Problem to solve
In the interview about the online Antigone production, what is the name of the director's theater company?

Document passage

It was definitely a challenge not being able to use the physical presence of the characters, but I think we’ve tried to keep it as 

theatrical as we can - I imagine it’ll come across more ironically than planned, but we’ve maintained the power and gravitas of these characters, and tried to find a way to translate that to the online world. I think it’s similar to how political figures have adapted to being online, as well. 

The cast members had to film their scenes separately - did you find it difficult to build a rapport between the actors? 

Absolutely. I knew it was going to be difficult, but I didn’t quite realise just how difficult! Part of my role as a director is to build rapport with the actors, but not having those five minutes where people are waiting outside the rehearsal studio, or the walks home afterwards, is really challenging. We tried to find ways to bring that back: I used breakout rooms quite a lot, and took myself out of the rehearsals as much as I could. It was difficult to not be able to control the space as I would normally, as everyone was in their bedrooms where they basically live their whole lives at the moment. It took a little while to get to know everyone, but it actually worked really well. 

I imagine that the actors had greater autonomy over the staging made the process of putting the play together seem more collaborative, no? 

I generally try and give the actors as much autonomy as possible, but it’s had to be more so as some of the things I’d get them to do together in a rehearsal room were impossible to do over Zoom. I gave them little tasks to do over the week ready for our Sunday rehearsals, so playlists for their characters and letters to write to each other. I called it ‘homework’, which they hated! [Laughs] We set up a reading list which was a great way of collaborating, as you could tell they were going away to do research and learn about the play. 

Have you seen any recent virtual productions?

I’ve seen some clips of online works, but I don’t think it’s the best. I think the way we’ve adapted Antigone will hopefully work better as we haven’t pretended that the actors are all in the same room, passing props between screens etc. I’ve seen people try and perform kissing scenes between the screen boxes, but I think we need to accept that some things need to be live. I think what we’ve tried to do is accept and embrace the online world.

Notoriously Greek tragedies are quite heavy, so you’ve got the challenge of both making Greek plays accessible and making the production work online. Did you find it difficult considering the material you were working with?


We needed to make sure we were being really sensitive with the material, as it is one of the most consistently tragic tragedies. Credit to our cast with how well they’ve handled it all, they’ve really embraced it all. With accessibility, the translation I based the adaptation on was very archaic so i had to modernise it as much as possible, but there were also some lovely pieces of poetry that I couldn’t resist keeping! I tried to keep the heart of it, but make it work in this modern setting. 

This might seem difficult to answer, but what do you hope the audience will gain from this? Would you like to introduce Greek plays to a modern audience, or are you showing them ways of experimenting with newer twists on traditional forms of theatre? 

I like the idea of introducing this text: a lot of people know Sophocles, and Oedipus is so famous, yet not many people know Antigone, and those who do don’t like it that much! It’s so well-written, and such an incredible story, so I hope this comes across in the play. [Our theatre company] is called Brave Mirror and we want to reflect the world today, and I think this has been most prevalent in Antigone. As ever, the process is more important than the product, and what matters most is that everyone has a good time making it. We also want to show people that there’s something about humanity in this; we need to interrogate who we are and how we interact with each other. 

As the future of onstage productions still seems uncertain, does Brave Mirror have more virtual plays lined up? 

 I’m hoping we’ll be able to do something in-person before the end of the year. It’s been lovely to have something to do! [Laughs] For me, it’s been so important to do this play as I love it so much. As of yet we haven’t had any new ideas, but if something comes up we’ll definitely do it.

Data provided

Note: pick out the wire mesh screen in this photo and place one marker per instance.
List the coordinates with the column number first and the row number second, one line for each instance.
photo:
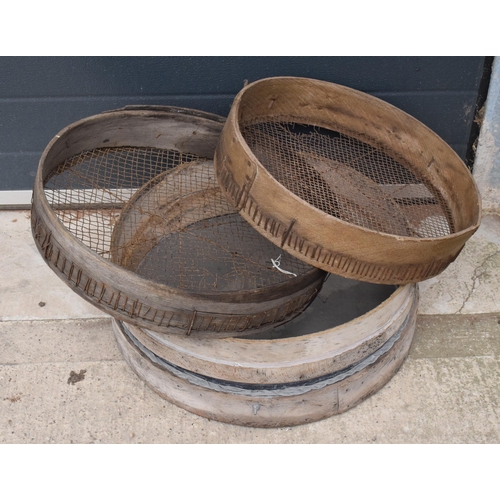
column 349, row 179
column 161, row 214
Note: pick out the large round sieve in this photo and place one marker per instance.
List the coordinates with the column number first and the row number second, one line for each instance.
column 88, row 178
column 345, row 181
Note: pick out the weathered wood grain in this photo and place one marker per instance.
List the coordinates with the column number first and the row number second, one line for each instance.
column 339, row 246
column 274, row 408
column 124, row 294
column 286, row 359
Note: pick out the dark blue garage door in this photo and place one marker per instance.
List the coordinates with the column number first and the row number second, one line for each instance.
column 40, row 96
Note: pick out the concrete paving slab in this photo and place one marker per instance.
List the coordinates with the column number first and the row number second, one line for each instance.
column 64, row 381
column 29, row 289
column 470, row 285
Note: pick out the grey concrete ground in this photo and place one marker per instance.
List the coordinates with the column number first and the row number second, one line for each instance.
column 62, row 378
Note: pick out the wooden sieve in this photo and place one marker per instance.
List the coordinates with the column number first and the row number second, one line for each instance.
column 107, row 219
column 345, row 181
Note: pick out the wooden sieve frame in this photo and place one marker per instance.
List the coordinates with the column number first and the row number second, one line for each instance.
column 122, row 293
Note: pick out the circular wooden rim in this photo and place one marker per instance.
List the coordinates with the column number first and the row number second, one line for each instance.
column 122, row 293
column 286, row 360
column 267, row 408
column 341, row 247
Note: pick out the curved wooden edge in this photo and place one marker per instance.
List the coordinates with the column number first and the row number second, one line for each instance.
column 268, row 411
column 289, row 359
column 122, row 293
column 343, row 248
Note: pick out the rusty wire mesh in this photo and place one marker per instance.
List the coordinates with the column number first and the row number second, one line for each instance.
column 161, row 214
column 349, row 179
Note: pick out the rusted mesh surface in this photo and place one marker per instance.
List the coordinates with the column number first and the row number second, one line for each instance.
column 161, row 214
column 349, row 179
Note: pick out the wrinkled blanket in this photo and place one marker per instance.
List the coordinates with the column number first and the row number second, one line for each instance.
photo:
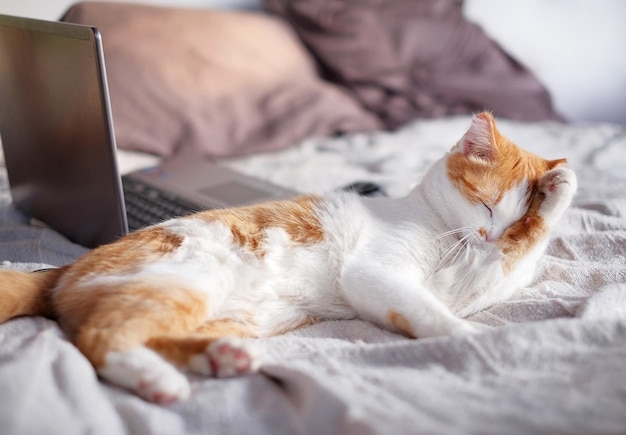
column 553, row 361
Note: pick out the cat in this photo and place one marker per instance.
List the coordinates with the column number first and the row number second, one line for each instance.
column 186, row 294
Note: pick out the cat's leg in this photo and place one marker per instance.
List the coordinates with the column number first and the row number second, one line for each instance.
column 113, row 328
column 216, row 349
column 396, row 300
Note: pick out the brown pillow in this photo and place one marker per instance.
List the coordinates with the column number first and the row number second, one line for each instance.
column 414, row 58
column 218, row 82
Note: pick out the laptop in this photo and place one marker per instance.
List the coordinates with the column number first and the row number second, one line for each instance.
column 57, row 133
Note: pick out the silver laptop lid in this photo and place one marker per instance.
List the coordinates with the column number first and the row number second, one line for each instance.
column 56, row 129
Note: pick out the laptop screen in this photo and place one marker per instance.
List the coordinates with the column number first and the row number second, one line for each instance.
column 56, row 129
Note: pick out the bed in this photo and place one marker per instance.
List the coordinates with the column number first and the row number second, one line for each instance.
column 552, row 361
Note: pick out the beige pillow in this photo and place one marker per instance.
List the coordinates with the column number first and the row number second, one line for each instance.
column 218, row 82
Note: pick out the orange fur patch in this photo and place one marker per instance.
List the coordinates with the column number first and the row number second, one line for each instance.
column 179, row 350
column 117, row 318
column 400, row 322
column 26, row 293
column 125, row 255
column 248, row 224
column 488, row 179
column 522, row 236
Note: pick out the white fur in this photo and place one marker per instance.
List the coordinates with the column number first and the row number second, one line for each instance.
column 429, row 259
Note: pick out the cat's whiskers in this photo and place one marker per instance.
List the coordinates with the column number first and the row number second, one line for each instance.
column 456, row 248
column 453, row 232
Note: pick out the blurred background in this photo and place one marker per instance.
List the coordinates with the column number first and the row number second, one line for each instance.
column 575, row 47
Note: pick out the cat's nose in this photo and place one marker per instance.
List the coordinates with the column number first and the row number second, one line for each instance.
column 485, row 234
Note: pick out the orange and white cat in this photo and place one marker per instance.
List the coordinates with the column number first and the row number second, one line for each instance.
column 187, row 293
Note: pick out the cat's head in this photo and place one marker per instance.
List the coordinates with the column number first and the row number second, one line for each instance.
column 494, row 178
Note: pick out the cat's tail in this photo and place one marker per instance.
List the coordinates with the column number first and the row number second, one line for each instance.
column 27, row 294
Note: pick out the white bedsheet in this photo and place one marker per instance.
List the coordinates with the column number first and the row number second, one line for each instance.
column 553, row 361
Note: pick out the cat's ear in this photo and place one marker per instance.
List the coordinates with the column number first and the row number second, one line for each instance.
column 479, row 141
column 554, row 163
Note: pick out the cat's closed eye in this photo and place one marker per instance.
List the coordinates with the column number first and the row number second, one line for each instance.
column 488, row 208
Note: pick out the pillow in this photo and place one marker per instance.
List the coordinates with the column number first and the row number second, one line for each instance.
column 414, row 58
column 216, row 82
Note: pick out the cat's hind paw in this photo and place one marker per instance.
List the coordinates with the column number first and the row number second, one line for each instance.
column 226, row 357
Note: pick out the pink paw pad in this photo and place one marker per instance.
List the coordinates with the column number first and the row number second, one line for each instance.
column 232, row 357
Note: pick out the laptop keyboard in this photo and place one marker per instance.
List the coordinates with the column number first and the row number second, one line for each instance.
column 146, row 205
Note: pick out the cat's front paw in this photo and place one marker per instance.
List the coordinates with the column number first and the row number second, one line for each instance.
column 226, row 357
column 556, row 191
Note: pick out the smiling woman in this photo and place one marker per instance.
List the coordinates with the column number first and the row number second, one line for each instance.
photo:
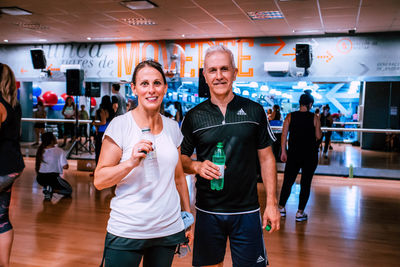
column 139, row 226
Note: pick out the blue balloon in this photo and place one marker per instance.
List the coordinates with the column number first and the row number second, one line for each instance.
column 59, row 105
column 36, row 91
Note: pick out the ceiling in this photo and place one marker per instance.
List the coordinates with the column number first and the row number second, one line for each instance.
column 102, row 20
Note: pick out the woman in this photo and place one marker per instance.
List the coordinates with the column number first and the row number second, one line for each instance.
column 50, row 163
column 11, row 162
column 40, row 113
column 305, row 131
column 145, row 218
column 104, row 114
column 69, row 113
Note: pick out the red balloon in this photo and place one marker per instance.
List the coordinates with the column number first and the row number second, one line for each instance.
column 40, row 99
column 50, row 98
column 64, row 96
column 92, row 102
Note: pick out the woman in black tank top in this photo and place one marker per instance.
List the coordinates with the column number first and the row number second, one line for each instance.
column 304, row 130
column 11, row 162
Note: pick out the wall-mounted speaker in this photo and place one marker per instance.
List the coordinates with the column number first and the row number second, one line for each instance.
column 303, row 55
column 74, row 82
column 38, row 59
column 92, row 89
column 204, row 90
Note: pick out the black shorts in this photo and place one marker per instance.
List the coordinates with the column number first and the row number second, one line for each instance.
column 245, row 237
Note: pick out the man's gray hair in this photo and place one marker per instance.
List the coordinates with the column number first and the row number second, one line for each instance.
column 219, row 48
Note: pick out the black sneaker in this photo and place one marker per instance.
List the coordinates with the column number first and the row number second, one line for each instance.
column 301, row 216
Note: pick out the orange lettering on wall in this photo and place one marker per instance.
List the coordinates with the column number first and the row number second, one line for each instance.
column 123, row 56
column 242, row 57
column 225, row 42
column 182, row 57
column 201, row 58
column 144, row 50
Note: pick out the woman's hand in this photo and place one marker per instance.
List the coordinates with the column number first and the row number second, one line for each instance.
column 190, row 235
column 140, row 150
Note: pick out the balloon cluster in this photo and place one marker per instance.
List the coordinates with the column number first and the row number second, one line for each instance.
column 50, row 99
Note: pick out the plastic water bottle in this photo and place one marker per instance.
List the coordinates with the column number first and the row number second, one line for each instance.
column 150, row 164
column 219, row 160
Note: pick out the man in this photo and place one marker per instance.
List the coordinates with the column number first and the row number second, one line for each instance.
column 121, row 100
column 305, row 131
column 233, row 212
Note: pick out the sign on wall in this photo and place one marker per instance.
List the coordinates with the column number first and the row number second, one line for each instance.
column 334, row 58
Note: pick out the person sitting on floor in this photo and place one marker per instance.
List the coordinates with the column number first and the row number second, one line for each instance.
column 50, row 163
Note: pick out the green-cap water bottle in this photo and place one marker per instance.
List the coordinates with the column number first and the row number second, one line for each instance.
column 219, row 160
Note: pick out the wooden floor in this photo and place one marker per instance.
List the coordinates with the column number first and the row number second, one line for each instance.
column 352, row 222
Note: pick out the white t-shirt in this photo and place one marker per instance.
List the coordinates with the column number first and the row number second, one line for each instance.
column 141, row 210
column 54, row 160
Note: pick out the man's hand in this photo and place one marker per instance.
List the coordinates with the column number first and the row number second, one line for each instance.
column 272, row 217
column 207, row 170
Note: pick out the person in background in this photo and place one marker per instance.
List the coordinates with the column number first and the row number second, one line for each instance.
column 121, row 99
column 39, row 113
column 114, row 102
column 269, row 113
column 317, row 112
column 11, row 161
column 233, row 212
column 326, row 121
column 178, row 114
column 83, row 115
column 50, row 163
column 304, row 130
column 68, row 112
column 104, row 114
column 275, row 119
column 145, row 219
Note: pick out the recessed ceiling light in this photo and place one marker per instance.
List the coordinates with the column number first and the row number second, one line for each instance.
column 138, row 4
column 138, row 21
column 264, row 15
column 14, row 11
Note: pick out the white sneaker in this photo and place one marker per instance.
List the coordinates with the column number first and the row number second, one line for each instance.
column 301, row 216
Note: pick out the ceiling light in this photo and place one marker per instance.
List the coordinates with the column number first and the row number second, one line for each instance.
column 138, row 4
column 264, row 15
column 138, row 21
column 14, row 11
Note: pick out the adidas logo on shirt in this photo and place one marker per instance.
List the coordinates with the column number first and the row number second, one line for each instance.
column 260, row 259
column 241, row 112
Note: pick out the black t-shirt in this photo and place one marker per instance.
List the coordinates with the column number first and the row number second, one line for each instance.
column 10, row 151
column 302, row 139
column 243, row 131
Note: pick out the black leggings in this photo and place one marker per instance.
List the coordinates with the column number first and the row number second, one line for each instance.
column 292, row 168
column 157, row 256
column 6, row 183
column 327, row 140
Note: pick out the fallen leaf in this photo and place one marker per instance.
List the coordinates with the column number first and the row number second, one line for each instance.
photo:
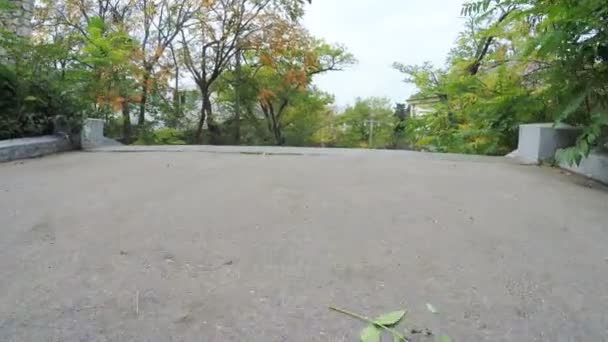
column 390, row 318
column 370, row 334
column 444, row 338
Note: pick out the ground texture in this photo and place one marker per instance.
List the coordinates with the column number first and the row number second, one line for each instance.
column 229, row 246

Task answer
Brave Mirror